━━━ Texte ━━━
Les conditions sont-elles réunies pour faire de la Chine une économie de marché ? Les réponses de Jacques Mistral (Cercle des économistes).

Les conditions sont-elles réunies pour faire de la Chine une économie de marché ? Les réponses de Jacques Mistral (Cercle des économistes).

La Chine est au centre d'une double actualité. Elle préoccupe les marchés financiers et fait l'objet de négociations entre pays européens. Ces derniers viennent en effet de lancer les discussions pour savoir s'il faut, ou non, lui reconnaître le statut d'économie de marché. Selon Jacques Mistral, l'Europe va devoir pratiquer une gymnastique diplomatique.

La Chine, une économie de marché ? La question peut paraître saugrenue. La Chine est la deuxième économie mondiale par la taille, sa part du marché mondial est en croissance régulière, preuve de sa compétitivité. Du coup, on a qualifié de « capitalisme rouge » le régime créé par Deng Xiao Ping, quelle preuve supplémentaire faudrait-il pour la qualifier « d'économie de marché » ? En fait, la question n'est pas économique, elle a une origine juridique et son enjeu n'est rien moins que géopolitique. Explication.
━━━ Données brutes ━━━
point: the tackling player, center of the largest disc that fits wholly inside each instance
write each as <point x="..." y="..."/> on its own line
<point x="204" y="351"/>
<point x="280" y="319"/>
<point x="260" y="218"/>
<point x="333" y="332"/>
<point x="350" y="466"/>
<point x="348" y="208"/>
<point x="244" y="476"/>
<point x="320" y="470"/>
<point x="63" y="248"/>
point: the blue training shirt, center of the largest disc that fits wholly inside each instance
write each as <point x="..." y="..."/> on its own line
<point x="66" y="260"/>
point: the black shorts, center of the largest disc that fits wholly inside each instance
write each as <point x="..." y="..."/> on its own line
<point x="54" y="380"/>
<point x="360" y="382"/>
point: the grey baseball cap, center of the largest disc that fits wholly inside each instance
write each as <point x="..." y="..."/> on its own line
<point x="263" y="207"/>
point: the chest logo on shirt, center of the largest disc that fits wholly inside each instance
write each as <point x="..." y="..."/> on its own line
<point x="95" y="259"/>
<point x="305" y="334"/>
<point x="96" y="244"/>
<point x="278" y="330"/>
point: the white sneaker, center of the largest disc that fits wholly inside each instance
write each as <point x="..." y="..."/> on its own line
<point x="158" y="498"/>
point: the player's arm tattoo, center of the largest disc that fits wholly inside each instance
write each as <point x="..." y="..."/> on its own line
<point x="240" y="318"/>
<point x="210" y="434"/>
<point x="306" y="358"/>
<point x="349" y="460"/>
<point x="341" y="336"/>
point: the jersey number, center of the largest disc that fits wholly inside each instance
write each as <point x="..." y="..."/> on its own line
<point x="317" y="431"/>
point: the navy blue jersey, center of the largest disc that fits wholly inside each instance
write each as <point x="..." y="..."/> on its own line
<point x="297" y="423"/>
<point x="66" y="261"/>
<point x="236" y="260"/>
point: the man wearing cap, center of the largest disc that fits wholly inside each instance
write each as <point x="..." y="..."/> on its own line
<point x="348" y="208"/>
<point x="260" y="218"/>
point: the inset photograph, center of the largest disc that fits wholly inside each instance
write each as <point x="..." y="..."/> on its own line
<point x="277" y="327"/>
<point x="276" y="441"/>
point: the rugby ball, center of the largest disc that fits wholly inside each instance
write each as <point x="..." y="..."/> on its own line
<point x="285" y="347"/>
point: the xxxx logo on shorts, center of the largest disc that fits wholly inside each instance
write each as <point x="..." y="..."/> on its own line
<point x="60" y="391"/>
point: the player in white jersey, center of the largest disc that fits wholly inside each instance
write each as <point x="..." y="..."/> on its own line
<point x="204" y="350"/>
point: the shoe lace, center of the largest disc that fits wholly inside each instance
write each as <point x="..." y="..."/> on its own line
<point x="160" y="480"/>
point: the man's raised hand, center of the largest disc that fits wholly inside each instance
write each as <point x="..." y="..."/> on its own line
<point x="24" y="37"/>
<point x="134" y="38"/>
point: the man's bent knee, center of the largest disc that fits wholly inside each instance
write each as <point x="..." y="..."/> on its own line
━━━
* **Consigne**:
Relevez chacun des noms propres distincts présents dans le texte sur la Chine, en ne citant chacun qu'une fois.

* **Exercice corrigé**:
- Chine
- Jacques Mistral
- Cercle des économistes
- Europe
- Deng Xiao Ping